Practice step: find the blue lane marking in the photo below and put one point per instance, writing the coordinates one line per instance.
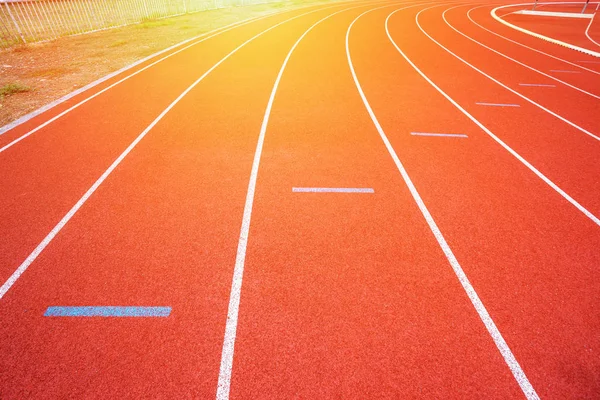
(107, 311)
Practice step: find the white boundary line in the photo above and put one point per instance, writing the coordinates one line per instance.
(512, 59)
(459, 135)
(537, 35)
(540, 175)
(212, 33)
(587, 31)
(46, 241)
(555, 14)
(501, 344)
(331, 190)
(224, 383)
(525, 46)
(590, 134)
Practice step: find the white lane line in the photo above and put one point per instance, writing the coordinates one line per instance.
(438, 134)
(498, 104)
(512, 59)
(502, 84)
(525, 46)
(536, 84)
(543, 177)
(494, 15)
(555, 14)
(46, 241)
(332, 190)
(587, 30)
(565, 71)
(45, 108)
(485, 317)
(224, 383)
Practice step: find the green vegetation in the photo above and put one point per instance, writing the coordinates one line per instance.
(12, 88)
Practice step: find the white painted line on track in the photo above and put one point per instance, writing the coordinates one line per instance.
(485, 317)
(512, 59)
(565, 71)
(27, 117)
(224, 383)
(555, 14)
(525, 46)
(498, 105)
(439, 134)
(587, 30)
(579, 128)
(543, 177)
(536, 84)
(46, 241)
(537, 35)
(332, 190)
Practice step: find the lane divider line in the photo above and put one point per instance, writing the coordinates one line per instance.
(536, 84)
(512, 59)
(498, 104)
(58, 227)
(540, 175)
(590, 134)
(107, 311)
(537, 35)
(565, 71)
(224, 382)
(213, 33)
(587, 30)
(332, 190)
(525, 46)
(461, 135)
(555, 14)
(485, 317)
(68, 110)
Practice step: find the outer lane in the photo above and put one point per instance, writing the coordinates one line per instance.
(160, 231)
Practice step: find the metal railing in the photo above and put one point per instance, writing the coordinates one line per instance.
(27, 21)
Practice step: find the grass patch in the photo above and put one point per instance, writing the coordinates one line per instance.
(49, 72)
(154, 23)
(118, 43)
(13, 88)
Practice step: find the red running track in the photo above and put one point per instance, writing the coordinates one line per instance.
(467, 270)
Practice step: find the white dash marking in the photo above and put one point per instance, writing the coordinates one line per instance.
(438, 134)
(565, 71)
(333, 190)
(536, 84)
(498, 105)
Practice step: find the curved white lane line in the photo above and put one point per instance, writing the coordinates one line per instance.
(590, 134)
(67, 97)
(587, 33)
(224, 383)
(64, 220)
(537, 35)
(485, 317)
(540, 175)
(512, 59)
(525, 46)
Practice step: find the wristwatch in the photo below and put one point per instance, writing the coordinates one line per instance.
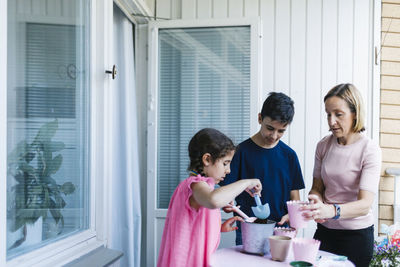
(337, 212)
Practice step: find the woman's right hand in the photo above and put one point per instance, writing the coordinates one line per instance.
(255, 187)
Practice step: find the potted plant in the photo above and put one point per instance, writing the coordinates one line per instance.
(36, 193)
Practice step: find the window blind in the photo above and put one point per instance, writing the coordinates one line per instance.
(204, 81)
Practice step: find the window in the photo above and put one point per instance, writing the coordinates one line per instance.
(47, 123)
(204, 81)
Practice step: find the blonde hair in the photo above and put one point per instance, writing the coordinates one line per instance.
(350, 94)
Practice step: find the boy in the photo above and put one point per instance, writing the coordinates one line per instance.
(267, 158)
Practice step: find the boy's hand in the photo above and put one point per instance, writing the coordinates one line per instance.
(227, 226)
(228, 208)
(255, 187)
(284, 219)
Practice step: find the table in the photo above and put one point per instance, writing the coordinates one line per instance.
(234, 256)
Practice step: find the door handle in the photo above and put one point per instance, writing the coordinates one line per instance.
(113, 72)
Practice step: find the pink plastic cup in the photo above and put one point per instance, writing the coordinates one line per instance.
(285, 231)
(305, 249)
(296, 215)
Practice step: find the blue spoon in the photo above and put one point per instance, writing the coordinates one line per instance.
(260, 211)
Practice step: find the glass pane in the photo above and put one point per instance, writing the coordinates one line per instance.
(204, 81)
(47, 122)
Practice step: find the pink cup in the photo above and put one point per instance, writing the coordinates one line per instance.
(305, 249)
(295, 214)
(285, 231)
(279, 246)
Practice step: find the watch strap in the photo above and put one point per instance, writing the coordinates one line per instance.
(337, 212)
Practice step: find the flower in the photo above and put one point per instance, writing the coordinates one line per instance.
(385, 254)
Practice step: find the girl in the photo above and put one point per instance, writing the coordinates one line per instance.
(193, 224)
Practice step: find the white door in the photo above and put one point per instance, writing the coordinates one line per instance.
(201, 74)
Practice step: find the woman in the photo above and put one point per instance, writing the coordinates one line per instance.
(346, 178)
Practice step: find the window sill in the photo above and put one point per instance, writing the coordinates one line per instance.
(100, 257)
(60, 253)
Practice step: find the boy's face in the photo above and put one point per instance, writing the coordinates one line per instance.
(271, 131)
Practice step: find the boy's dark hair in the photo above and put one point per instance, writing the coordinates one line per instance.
(208, 140)
(279, 107)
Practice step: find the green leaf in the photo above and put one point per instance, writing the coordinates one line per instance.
(56, 214)
(68, 188)
(29, 156)
(25, 167)
(54, 146)
(54, 165)
(46, 132)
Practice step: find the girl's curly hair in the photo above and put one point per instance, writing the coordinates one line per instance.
(208, 140)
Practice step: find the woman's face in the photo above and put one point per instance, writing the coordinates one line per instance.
(340, 118)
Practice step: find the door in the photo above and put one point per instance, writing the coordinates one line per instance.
(200, 75)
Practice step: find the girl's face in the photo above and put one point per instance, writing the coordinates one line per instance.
(219, 168)
(340, 118)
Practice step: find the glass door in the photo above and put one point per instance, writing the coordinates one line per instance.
(47, 122)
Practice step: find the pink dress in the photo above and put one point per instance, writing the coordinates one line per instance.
(190, 236)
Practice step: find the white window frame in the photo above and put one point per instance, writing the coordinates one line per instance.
(255, 106)
(66, 250)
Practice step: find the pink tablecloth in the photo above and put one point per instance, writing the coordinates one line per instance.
(231, 257)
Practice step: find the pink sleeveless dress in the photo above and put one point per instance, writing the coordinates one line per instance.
(190, 236)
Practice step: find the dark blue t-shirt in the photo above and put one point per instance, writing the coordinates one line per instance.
(277, 168)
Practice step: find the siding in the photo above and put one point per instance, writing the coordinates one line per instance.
(390, 105)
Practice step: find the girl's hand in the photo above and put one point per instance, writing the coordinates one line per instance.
(228, 208)
(284, 219)
(317, 210)
(255, 187)
(227, 226)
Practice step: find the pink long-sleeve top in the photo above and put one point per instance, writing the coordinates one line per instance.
(344, 170)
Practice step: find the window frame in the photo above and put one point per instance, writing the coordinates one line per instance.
(68, 249)
(153, 212)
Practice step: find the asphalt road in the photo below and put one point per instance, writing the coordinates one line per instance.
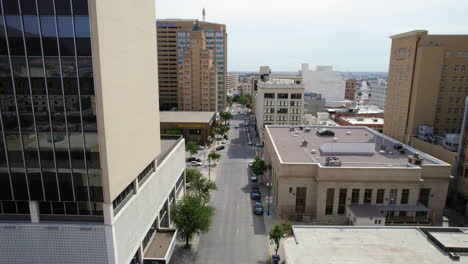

▶ [Task to complete]:
Tally how many lines in the rows above contain the word "below", counting a match only when its case is the same, and reply with only the number.

▶ [Finished answer]:
3